**WHAT TO PRODUCE**
Single out the lines of the material that contain "outline" and copy them.

***** MATERIAL FOR THIS EXERCISE

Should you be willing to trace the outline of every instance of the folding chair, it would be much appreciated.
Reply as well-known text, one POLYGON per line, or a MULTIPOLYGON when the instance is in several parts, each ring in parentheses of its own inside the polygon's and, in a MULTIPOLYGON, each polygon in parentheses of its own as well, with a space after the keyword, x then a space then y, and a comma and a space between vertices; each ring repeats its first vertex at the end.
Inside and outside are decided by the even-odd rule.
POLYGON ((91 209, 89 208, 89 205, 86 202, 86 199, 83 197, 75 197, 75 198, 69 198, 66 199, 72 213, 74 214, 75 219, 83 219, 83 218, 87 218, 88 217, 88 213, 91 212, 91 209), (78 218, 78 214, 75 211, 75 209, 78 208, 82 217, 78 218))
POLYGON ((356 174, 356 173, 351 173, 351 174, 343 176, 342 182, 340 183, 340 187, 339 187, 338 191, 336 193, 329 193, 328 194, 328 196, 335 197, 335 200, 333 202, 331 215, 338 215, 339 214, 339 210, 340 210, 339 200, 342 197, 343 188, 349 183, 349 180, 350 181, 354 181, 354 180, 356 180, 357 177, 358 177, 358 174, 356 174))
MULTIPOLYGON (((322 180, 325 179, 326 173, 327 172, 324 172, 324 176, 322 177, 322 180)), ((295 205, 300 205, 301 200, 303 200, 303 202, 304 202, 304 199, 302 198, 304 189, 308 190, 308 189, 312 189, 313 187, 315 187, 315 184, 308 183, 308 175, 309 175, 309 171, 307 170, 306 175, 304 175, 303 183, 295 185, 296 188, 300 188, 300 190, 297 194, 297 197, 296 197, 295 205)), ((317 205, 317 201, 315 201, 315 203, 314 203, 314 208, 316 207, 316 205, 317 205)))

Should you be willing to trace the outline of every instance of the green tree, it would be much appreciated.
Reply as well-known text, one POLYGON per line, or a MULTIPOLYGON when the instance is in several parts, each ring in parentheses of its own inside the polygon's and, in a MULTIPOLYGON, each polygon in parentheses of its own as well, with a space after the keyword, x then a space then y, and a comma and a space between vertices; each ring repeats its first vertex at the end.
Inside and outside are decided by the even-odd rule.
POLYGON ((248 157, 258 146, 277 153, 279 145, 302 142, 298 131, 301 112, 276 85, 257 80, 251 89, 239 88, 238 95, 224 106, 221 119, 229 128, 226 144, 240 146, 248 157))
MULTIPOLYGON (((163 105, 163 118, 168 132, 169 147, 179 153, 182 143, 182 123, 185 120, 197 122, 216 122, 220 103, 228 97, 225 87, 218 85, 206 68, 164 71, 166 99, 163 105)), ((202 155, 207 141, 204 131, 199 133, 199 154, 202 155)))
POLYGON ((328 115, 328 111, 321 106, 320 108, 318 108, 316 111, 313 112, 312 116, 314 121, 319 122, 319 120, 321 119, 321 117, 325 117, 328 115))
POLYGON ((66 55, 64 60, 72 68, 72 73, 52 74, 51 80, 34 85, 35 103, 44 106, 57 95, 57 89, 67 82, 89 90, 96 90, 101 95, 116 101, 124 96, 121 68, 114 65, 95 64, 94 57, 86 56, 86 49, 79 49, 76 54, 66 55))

**********
***** MATERIAL FOR THIS EXERCISE

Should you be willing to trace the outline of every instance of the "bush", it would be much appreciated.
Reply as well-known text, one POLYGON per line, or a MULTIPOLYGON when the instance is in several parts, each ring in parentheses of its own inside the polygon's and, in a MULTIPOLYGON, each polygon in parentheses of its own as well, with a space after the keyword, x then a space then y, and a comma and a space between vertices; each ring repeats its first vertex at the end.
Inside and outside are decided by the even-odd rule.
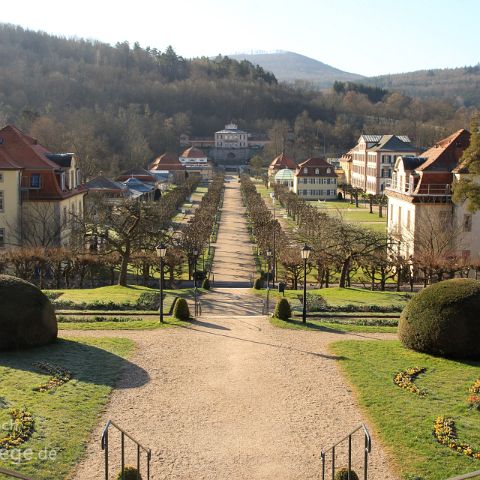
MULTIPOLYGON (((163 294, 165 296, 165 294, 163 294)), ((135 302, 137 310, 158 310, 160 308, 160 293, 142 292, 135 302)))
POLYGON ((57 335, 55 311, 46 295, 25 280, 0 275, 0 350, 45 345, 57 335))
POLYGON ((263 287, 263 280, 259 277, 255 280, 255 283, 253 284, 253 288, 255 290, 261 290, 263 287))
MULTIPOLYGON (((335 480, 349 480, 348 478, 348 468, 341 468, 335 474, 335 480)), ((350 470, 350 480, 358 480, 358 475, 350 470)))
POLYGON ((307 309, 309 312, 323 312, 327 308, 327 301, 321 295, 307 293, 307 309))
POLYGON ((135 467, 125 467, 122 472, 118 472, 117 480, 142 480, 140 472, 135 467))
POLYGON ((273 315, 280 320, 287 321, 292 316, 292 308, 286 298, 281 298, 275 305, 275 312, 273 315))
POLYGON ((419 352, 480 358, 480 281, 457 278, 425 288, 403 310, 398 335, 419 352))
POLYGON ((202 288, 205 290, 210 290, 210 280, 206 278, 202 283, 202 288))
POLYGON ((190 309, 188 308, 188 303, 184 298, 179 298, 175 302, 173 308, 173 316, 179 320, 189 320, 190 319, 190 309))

**********
***** MATERIAL FOR THIS EXERCISE

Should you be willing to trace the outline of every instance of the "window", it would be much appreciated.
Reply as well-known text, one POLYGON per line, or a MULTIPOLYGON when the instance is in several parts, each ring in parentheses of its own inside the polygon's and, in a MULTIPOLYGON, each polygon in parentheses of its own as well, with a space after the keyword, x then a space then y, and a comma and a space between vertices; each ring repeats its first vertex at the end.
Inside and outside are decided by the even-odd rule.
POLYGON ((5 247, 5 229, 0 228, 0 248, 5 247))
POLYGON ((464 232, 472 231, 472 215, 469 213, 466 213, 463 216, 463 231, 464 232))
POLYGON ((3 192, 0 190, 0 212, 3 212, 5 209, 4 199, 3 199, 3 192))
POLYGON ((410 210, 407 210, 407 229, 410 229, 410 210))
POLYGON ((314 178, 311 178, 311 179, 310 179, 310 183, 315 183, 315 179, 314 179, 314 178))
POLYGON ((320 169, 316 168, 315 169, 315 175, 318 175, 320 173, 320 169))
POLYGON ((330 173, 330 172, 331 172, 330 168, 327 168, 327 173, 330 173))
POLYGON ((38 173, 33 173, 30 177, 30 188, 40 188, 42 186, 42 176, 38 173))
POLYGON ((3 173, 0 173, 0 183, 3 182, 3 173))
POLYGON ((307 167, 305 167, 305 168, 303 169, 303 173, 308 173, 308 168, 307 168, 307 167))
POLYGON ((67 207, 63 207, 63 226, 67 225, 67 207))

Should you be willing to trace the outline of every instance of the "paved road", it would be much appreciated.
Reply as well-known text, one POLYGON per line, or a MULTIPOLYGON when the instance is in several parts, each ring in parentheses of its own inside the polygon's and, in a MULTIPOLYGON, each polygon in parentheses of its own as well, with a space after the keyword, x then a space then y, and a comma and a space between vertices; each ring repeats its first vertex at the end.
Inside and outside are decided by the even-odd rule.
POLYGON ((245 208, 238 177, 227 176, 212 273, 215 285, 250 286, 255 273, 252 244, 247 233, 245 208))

**********

**TASK RESPONSE**
Should you be willing to trace the outline of every instance of the folding chair, it would be much appreciated.
Should you be willing to trace the outline of every instance of the green tree, it would be much appreciated.
Should you be willing to trace the outline of every instance of the "bush", it would be much appreciated.
Should you be willing to trace the outline of every instance of the "window", it would be much appreciated.
Should you be willing to trace the outline of every instance of the "paved road", it would be much appreciated.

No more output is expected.